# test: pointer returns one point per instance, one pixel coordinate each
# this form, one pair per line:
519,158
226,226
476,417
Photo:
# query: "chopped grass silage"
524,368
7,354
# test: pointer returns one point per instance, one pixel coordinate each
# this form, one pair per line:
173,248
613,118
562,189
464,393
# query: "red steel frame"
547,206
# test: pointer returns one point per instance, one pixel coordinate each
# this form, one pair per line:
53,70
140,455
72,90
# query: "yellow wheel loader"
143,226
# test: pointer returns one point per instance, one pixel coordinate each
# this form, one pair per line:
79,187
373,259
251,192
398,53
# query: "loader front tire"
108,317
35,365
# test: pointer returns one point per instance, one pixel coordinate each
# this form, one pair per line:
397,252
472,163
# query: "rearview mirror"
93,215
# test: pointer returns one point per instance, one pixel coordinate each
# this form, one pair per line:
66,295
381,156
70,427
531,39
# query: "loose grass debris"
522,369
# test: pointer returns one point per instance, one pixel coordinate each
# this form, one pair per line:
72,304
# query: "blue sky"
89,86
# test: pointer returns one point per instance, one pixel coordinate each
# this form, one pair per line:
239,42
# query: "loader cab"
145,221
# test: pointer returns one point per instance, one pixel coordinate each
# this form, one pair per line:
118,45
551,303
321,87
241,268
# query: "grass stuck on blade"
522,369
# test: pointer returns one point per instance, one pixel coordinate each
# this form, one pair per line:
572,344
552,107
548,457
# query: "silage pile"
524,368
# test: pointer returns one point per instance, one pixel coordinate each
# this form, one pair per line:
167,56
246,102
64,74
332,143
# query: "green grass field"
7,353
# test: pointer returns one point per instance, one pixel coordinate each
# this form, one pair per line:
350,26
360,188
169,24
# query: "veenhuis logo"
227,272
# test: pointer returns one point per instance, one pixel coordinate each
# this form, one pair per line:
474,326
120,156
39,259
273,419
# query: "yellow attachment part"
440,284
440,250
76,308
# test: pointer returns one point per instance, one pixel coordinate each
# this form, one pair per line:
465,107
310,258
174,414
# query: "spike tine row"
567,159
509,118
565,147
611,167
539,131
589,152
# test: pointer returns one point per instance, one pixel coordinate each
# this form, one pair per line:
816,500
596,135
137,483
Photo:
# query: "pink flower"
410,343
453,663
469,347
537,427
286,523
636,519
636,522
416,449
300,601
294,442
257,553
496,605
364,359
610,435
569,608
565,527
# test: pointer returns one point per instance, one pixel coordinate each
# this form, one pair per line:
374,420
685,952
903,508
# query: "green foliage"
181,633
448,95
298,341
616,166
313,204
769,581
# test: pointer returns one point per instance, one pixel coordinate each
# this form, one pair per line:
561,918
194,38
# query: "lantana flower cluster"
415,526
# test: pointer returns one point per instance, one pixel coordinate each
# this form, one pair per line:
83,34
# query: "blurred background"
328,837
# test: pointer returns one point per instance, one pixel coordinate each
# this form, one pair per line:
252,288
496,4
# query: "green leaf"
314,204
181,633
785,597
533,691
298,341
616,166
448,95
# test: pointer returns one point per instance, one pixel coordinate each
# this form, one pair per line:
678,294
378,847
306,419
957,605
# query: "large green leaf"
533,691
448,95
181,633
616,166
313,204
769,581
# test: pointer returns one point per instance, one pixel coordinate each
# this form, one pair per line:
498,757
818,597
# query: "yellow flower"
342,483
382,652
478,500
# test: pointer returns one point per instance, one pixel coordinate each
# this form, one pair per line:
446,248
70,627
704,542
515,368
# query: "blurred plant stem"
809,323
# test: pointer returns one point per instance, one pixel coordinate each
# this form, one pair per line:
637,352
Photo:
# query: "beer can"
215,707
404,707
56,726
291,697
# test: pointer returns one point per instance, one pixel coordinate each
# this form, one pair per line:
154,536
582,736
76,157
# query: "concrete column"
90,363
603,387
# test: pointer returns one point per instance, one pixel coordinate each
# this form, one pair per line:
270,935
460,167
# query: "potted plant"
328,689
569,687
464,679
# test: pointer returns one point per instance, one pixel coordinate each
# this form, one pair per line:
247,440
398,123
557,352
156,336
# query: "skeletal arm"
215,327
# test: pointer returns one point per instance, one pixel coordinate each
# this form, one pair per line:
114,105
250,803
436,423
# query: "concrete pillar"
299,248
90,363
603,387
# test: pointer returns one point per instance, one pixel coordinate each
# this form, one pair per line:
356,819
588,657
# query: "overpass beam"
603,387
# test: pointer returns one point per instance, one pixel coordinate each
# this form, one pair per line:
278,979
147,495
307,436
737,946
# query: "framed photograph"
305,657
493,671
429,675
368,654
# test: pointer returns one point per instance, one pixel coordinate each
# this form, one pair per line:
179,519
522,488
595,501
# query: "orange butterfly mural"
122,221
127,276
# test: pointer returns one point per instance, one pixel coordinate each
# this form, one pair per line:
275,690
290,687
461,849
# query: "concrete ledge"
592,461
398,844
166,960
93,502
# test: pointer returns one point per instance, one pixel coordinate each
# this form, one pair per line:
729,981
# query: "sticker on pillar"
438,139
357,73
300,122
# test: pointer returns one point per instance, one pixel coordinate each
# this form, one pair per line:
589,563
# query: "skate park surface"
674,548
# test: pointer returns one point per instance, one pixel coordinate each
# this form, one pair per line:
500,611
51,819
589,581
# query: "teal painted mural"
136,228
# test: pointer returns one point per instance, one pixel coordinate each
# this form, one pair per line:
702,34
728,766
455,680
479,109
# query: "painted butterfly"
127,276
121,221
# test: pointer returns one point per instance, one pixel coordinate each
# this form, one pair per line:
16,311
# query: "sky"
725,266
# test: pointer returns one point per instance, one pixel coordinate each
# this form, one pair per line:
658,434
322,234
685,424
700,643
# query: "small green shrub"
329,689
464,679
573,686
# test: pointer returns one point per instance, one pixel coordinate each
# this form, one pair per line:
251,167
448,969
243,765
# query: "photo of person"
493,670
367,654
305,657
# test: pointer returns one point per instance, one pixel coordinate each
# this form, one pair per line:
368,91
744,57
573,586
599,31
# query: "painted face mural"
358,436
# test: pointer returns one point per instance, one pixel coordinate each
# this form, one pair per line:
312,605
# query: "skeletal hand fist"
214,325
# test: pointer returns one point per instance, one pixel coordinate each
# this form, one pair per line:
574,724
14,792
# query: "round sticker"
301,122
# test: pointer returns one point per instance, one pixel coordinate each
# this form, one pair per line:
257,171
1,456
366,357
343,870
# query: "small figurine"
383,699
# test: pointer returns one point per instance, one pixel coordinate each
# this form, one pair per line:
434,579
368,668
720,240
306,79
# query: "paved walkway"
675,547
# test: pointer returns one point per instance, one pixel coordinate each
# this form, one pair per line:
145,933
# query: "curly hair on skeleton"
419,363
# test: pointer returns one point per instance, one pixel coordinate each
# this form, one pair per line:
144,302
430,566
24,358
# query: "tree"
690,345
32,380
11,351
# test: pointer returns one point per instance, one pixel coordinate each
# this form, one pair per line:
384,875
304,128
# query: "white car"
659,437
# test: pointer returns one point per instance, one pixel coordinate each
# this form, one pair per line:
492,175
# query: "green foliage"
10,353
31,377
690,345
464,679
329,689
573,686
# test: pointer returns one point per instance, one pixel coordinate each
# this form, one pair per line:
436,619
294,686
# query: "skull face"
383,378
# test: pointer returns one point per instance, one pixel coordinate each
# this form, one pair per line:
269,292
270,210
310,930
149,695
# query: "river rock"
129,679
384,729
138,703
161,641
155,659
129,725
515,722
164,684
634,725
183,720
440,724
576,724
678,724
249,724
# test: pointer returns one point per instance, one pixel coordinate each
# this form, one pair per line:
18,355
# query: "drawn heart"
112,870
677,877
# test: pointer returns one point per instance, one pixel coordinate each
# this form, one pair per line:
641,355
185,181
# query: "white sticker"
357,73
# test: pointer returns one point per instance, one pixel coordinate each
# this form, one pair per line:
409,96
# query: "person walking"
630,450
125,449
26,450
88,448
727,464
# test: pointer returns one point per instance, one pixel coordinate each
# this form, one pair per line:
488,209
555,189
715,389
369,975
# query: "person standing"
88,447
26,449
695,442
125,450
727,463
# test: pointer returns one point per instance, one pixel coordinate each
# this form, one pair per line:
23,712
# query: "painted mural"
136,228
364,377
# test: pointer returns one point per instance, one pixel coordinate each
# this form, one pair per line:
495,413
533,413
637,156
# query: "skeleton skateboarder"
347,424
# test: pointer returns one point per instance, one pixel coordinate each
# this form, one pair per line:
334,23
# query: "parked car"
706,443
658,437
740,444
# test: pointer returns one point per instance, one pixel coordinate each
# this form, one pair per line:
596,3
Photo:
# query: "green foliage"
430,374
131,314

__OBJECTIVE__: Count the lines above that contain the string "silage" and please reply with that number alone.

__OUTPUT__: 2